Add 135 to every x and y coordinate in the answers of the rows between the line containing "braided hat trim" and the line containing "x=700 y=188", inclusive, and reproduce those lines in full, requests included. Give only those lines.

►

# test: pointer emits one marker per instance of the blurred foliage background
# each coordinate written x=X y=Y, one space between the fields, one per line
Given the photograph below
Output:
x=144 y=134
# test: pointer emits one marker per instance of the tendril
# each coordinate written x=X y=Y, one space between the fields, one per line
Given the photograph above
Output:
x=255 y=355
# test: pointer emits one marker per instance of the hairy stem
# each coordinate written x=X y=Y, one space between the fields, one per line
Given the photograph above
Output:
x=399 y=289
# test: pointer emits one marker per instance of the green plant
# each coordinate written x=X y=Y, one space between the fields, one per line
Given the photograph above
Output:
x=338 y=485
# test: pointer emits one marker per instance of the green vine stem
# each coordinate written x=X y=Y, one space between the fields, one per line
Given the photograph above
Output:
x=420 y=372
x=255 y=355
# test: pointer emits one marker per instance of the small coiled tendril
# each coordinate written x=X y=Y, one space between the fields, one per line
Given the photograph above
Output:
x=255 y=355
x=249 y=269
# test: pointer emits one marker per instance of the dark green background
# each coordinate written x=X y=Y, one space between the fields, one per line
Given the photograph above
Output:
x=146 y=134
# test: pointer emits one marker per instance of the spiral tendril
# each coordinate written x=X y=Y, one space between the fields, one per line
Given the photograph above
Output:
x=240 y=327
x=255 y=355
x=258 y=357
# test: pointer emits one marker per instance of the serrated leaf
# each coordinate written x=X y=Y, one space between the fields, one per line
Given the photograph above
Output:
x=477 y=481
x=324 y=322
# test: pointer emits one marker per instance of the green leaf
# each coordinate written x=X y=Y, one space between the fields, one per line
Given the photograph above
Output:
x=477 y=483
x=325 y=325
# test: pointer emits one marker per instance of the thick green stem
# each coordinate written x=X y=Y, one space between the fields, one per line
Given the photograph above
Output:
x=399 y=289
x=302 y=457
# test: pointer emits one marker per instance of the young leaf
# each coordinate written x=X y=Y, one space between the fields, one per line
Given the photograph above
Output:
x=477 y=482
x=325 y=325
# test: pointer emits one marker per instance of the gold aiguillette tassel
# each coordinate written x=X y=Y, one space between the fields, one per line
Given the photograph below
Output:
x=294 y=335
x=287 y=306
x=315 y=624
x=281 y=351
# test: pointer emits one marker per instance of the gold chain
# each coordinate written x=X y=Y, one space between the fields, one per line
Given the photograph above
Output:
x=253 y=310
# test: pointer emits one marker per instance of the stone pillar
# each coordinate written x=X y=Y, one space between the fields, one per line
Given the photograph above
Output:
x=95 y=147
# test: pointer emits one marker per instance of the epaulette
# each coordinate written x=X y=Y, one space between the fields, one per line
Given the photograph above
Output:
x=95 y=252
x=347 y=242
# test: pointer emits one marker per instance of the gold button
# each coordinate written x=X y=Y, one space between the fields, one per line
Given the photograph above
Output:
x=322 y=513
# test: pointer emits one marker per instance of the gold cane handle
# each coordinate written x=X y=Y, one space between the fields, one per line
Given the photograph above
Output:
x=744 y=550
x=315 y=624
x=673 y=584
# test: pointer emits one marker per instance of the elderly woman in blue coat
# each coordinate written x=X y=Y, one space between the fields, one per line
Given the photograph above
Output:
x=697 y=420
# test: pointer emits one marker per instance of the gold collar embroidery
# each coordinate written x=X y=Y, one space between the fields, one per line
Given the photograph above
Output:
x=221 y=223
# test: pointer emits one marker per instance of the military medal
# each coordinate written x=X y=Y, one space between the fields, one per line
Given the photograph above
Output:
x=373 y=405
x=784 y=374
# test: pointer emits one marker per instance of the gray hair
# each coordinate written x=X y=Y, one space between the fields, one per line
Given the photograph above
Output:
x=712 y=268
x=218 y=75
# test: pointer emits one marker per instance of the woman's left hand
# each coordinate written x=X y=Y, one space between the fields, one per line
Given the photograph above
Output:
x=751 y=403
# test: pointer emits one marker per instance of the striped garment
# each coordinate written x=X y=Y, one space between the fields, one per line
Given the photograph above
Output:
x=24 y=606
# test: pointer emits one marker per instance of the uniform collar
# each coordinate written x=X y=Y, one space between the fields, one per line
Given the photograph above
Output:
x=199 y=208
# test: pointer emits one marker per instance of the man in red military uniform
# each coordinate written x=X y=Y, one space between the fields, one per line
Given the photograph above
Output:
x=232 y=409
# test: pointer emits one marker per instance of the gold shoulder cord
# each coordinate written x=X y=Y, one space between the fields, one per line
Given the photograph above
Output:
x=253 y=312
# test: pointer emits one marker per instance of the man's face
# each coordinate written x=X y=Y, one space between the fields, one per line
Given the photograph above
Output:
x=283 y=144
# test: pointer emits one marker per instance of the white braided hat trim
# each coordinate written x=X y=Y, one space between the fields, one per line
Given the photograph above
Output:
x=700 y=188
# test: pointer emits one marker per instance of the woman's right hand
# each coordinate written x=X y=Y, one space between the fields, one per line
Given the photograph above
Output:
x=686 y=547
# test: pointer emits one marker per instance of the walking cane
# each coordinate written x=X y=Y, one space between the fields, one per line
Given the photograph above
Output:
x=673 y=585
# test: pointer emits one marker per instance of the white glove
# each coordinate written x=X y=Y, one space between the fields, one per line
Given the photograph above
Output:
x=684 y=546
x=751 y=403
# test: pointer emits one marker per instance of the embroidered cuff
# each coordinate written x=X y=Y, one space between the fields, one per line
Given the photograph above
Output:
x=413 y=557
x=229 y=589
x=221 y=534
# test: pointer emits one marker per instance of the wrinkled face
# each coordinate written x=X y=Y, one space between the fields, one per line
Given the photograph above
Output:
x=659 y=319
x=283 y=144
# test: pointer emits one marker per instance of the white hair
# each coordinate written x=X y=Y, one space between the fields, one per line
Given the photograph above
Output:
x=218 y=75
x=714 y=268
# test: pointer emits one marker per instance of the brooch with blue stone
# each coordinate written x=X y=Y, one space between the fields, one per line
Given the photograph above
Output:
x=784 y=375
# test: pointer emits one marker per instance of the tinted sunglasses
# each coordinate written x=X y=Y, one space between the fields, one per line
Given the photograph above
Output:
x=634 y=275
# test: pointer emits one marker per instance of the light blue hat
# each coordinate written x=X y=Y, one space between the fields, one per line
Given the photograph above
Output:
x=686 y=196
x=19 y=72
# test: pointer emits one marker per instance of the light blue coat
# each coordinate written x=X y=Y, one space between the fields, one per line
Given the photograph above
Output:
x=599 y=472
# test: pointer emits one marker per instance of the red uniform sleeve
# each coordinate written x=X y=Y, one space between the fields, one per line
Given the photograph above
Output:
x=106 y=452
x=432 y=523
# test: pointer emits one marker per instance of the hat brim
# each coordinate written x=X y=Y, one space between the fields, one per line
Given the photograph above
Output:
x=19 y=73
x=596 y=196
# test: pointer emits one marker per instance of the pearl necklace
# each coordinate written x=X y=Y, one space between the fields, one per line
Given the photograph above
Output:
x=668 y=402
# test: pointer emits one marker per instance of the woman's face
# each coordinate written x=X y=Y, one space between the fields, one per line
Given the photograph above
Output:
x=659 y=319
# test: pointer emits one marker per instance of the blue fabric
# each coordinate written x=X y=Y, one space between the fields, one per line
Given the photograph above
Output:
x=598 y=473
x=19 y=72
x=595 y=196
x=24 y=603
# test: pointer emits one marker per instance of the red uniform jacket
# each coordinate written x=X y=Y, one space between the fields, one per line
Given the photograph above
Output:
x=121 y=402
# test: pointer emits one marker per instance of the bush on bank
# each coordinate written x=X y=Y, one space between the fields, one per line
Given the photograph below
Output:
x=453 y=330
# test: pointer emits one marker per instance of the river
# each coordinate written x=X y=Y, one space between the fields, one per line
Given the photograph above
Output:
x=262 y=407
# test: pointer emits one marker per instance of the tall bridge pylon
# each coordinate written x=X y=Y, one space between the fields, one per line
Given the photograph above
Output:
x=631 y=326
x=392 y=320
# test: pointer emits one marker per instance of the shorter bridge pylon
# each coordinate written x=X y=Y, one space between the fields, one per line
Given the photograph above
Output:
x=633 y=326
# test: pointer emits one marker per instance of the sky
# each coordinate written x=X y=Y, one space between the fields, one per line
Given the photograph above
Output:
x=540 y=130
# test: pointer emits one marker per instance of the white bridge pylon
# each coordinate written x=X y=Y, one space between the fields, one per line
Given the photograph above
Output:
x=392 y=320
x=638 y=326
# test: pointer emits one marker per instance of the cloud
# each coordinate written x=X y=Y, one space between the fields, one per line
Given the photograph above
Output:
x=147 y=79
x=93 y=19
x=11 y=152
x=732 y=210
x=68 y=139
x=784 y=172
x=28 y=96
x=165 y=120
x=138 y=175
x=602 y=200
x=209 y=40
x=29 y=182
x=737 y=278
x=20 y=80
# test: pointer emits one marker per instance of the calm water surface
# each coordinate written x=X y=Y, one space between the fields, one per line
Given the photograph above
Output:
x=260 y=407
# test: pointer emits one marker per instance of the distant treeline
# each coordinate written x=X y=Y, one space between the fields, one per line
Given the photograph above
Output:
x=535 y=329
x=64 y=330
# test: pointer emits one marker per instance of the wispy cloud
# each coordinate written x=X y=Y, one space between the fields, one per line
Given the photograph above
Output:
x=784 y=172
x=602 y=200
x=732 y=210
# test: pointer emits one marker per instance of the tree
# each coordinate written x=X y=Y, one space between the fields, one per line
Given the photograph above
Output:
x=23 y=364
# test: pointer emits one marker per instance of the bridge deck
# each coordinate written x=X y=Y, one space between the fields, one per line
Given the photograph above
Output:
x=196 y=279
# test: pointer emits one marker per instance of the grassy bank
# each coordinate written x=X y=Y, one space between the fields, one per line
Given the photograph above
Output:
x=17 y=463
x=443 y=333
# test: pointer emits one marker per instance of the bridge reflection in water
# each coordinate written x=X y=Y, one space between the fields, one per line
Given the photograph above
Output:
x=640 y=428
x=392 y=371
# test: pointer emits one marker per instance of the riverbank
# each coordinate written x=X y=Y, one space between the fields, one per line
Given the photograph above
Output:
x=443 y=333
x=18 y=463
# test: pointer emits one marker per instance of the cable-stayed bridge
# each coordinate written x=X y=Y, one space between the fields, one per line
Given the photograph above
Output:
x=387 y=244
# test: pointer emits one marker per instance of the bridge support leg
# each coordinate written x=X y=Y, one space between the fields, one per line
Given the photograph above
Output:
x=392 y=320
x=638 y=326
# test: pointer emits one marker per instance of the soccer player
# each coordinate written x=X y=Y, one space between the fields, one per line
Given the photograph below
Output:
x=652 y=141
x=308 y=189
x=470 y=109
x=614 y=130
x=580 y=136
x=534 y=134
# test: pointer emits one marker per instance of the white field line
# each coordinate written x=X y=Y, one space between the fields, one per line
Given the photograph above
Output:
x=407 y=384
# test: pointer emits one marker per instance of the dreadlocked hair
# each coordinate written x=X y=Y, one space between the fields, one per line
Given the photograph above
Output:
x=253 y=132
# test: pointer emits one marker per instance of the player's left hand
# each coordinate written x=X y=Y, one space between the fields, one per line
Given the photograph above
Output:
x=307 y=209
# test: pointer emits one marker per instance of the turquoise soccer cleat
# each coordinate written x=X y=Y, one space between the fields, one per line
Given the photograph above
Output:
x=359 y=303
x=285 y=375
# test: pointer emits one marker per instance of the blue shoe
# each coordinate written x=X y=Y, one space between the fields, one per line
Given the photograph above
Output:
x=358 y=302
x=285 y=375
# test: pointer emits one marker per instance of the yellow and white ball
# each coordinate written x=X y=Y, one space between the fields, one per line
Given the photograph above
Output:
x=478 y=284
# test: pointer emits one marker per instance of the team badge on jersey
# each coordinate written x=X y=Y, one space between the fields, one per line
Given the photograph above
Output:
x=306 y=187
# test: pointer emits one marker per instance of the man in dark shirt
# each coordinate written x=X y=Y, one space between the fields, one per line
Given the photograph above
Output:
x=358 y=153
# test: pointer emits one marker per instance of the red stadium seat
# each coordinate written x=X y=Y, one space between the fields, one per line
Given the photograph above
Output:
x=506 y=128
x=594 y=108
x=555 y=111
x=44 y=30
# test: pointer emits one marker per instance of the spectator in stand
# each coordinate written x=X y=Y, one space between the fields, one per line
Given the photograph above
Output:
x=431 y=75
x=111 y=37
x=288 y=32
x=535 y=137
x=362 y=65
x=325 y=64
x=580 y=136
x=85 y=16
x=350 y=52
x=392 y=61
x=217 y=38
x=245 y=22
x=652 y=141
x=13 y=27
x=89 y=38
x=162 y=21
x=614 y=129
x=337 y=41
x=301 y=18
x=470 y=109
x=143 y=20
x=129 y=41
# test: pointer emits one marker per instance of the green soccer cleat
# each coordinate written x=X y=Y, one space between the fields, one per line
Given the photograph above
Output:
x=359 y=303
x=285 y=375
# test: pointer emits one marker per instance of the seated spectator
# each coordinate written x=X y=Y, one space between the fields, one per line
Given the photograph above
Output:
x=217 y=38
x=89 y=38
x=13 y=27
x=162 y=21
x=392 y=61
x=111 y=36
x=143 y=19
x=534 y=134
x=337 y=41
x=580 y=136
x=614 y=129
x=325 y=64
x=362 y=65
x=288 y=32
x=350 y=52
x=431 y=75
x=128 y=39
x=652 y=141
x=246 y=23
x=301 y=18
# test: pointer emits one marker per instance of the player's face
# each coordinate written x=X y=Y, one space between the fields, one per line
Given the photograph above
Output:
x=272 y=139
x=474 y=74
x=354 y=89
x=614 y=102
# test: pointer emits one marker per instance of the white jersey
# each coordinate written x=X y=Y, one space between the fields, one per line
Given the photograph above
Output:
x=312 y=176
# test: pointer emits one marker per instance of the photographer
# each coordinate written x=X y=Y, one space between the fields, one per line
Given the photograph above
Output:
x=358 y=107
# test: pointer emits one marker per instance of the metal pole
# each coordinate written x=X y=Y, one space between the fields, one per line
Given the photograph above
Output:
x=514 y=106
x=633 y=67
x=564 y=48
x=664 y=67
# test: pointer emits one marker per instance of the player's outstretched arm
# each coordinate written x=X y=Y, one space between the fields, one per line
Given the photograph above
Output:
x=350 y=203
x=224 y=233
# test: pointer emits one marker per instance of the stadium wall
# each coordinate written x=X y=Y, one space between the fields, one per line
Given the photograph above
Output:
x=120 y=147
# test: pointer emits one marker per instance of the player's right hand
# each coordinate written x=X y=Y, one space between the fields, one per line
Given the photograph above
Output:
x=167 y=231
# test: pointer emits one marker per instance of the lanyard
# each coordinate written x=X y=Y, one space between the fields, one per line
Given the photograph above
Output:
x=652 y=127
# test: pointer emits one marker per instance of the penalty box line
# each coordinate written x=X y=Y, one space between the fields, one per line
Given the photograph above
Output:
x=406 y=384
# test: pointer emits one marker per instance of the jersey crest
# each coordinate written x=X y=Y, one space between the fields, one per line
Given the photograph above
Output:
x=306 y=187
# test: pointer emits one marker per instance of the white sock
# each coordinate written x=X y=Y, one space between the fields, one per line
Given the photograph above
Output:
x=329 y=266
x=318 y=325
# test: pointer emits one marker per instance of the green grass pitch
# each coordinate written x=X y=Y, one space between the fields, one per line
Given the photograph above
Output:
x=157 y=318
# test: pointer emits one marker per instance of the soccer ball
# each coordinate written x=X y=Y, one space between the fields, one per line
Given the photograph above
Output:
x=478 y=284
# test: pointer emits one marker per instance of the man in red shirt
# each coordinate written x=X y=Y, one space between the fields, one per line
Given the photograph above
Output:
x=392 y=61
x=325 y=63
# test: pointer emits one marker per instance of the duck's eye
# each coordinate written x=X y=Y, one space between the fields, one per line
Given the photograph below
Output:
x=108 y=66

◄

(Solution to this exercise)
# test: pointer emits one marker per instance of the white braided hat trim
# each coordinate written x=X y=Y, one space between the fields, one per line
Given the photograph above
Output:
x=835 y=323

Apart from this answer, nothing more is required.